EXERCISE
Write out, word for word, every line from the one containing "For the evaluation set, point out every instance of the pulpit" through the last line of the records below, both ends included.

Begin

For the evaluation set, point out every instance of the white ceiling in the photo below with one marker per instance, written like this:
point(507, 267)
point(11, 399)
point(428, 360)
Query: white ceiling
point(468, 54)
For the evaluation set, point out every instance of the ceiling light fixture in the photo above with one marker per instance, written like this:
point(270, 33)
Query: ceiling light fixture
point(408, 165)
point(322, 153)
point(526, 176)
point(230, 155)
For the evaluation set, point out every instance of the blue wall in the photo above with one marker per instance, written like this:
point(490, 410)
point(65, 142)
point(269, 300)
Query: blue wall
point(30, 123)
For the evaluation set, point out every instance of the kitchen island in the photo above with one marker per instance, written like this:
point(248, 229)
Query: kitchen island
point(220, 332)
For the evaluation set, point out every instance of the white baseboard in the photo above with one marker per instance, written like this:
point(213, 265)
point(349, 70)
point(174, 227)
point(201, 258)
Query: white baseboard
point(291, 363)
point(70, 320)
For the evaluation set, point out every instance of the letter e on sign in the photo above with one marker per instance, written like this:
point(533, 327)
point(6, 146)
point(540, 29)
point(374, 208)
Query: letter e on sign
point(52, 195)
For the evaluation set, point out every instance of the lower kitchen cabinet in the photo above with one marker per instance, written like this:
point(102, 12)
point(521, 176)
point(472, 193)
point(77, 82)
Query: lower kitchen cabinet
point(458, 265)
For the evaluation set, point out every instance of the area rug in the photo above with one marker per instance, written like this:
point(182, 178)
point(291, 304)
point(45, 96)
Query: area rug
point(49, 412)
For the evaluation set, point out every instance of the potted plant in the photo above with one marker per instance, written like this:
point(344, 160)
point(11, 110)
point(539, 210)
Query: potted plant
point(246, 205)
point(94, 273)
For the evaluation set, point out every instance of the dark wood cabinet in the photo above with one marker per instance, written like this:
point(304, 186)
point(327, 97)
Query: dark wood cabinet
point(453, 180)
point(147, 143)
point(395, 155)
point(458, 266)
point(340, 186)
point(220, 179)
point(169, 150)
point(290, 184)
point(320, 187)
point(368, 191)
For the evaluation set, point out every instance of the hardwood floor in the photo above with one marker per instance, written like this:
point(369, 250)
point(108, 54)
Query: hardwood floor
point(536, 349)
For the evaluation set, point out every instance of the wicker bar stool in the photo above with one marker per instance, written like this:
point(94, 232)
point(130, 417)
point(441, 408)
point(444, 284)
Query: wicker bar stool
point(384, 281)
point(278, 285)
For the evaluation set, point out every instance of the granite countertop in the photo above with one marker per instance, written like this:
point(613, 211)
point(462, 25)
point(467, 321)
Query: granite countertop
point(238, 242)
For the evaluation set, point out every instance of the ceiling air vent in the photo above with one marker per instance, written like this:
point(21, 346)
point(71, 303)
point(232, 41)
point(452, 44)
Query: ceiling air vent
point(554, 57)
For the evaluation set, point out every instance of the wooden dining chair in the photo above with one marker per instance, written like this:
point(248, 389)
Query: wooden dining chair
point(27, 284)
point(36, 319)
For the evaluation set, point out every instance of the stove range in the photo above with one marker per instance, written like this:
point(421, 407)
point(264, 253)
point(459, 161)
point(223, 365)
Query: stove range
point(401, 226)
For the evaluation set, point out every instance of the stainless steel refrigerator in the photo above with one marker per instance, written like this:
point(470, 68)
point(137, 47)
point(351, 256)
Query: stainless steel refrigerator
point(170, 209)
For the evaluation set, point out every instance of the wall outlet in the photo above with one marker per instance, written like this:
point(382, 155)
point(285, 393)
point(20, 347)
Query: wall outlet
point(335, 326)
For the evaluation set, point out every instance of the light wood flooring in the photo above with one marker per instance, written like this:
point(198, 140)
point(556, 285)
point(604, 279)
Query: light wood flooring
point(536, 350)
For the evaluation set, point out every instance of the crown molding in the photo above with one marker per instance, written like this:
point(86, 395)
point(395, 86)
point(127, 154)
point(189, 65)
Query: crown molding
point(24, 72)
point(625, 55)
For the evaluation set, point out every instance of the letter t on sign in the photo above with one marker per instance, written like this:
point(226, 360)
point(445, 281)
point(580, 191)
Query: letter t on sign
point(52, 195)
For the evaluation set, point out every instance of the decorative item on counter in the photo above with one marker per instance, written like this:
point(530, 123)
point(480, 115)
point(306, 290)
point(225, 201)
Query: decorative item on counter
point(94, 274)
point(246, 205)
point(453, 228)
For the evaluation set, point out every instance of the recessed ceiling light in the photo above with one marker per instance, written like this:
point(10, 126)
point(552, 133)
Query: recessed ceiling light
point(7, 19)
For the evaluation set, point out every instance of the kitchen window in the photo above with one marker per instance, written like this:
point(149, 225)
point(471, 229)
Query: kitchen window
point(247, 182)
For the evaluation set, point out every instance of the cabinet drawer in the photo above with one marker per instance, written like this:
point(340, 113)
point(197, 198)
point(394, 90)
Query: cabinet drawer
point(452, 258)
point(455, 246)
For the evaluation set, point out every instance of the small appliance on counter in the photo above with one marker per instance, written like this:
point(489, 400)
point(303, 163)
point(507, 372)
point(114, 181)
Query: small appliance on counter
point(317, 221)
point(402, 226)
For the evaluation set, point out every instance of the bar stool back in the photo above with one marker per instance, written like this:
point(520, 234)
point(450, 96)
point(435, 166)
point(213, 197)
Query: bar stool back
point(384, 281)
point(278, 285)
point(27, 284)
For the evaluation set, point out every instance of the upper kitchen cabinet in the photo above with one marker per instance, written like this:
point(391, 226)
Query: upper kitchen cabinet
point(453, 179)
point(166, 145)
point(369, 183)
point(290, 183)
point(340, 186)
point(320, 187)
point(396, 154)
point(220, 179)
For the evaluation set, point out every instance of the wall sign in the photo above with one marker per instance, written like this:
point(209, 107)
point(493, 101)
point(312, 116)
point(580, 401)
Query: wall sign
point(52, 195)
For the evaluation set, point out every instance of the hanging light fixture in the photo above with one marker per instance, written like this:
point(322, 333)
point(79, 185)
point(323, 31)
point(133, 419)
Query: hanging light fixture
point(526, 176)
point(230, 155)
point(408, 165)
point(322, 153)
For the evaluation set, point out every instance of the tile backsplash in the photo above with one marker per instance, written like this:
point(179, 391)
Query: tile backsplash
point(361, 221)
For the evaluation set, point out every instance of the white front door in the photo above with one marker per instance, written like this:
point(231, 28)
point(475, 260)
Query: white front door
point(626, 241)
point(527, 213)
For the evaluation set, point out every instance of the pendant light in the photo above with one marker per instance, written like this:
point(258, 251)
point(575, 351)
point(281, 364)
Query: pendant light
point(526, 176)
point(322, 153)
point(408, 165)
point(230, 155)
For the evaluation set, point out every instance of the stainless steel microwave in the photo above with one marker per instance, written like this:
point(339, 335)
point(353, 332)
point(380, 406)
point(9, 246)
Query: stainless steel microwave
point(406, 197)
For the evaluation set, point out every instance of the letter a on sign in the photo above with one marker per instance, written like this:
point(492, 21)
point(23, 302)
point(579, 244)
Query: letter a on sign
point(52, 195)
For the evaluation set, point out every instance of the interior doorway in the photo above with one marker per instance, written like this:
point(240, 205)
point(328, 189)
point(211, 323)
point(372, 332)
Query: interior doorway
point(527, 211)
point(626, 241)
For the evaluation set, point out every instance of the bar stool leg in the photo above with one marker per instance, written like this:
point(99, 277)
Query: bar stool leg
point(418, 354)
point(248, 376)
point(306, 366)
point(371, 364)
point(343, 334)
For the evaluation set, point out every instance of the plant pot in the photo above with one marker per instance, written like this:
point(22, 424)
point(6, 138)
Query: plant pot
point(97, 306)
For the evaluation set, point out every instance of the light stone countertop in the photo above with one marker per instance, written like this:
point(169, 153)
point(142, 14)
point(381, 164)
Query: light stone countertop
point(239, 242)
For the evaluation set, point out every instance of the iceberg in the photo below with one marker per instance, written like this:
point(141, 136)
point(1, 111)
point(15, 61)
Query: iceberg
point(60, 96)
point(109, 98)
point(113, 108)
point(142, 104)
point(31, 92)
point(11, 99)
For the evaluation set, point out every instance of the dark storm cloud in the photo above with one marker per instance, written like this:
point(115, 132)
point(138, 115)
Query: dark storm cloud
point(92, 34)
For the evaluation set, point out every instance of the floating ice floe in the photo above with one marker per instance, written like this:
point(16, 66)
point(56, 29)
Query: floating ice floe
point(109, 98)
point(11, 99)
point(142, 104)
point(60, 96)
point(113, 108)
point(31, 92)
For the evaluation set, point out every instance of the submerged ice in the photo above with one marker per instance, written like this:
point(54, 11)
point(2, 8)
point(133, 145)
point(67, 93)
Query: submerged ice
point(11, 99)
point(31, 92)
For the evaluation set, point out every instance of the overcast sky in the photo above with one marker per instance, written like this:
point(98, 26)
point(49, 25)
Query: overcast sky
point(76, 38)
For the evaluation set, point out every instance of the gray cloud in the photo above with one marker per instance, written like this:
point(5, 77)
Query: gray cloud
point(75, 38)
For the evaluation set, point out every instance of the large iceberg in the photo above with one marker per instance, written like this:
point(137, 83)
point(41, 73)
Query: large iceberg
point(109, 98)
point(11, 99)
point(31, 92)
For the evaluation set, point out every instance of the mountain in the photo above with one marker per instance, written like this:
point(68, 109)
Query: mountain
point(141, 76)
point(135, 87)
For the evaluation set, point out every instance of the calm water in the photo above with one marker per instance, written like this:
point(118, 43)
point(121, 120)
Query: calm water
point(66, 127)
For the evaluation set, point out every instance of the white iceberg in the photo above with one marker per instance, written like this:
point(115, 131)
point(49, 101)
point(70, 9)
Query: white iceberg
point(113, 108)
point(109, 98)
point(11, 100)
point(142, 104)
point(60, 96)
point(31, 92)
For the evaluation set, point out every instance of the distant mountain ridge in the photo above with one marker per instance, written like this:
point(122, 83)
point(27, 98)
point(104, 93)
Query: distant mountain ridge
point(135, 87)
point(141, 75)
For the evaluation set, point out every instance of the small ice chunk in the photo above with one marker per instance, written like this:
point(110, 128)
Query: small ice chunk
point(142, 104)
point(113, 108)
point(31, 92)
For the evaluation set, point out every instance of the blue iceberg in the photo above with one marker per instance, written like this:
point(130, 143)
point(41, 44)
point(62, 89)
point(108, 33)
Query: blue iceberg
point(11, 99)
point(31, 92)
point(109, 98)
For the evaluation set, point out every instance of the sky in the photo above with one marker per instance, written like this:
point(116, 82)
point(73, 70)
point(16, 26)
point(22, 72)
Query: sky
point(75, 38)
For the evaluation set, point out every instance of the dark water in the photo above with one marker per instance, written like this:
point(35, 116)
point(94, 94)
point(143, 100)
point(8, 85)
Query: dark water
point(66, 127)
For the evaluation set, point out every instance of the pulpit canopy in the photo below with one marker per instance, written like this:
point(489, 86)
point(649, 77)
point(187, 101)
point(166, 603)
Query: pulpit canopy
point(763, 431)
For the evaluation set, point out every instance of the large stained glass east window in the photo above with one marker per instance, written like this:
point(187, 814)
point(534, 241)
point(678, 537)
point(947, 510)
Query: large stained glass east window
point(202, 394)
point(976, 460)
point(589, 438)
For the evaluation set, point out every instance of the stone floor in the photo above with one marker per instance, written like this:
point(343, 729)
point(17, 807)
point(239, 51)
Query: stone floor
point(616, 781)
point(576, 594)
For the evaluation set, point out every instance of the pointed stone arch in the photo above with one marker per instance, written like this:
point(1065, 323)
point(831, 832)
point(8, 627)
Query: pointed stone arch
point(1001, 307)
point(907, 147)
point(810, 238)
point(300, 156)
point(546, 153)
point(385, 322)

End

SOLUTION TO THIS TASK
For the evaluation set, point out every instance of the pulpit canopy in the photo below with one marker per instance, written like this:
point(489, 86)
point(649, 77)
point(187, 101)
point(166, 603)
Query: pulpit canopy
point(763, 431)
For the evaluation set, point out every instance of the large stained glass east window in the photo above with one marker per instance, written like this:
point(187, 814)
point(534, 241)
point(678, 537)
point(947, 510)
Query: large stained glass east window
point(202, 394)
point(976, 460)
point(589, 438)
For the evaluation set, point out every instance of the stone floor in the photo above with one marker per instance, written like this:
point(343, 729)
point(17, 807)
point(239, 51)
Query: stone floor
point(616, 781)
point(576, 594)
For the evaluation set, point out every instance of the pointed stone arch in the photo above with one marker per instance, written like this:
point(1065, 323)
point(831, 832)
point(8, 627)
Query: pointed stone arch
point(1001, 307)
point(907, 147)
point(810, 238)
point(300, 156)
point(546, 153)
point(385, 322)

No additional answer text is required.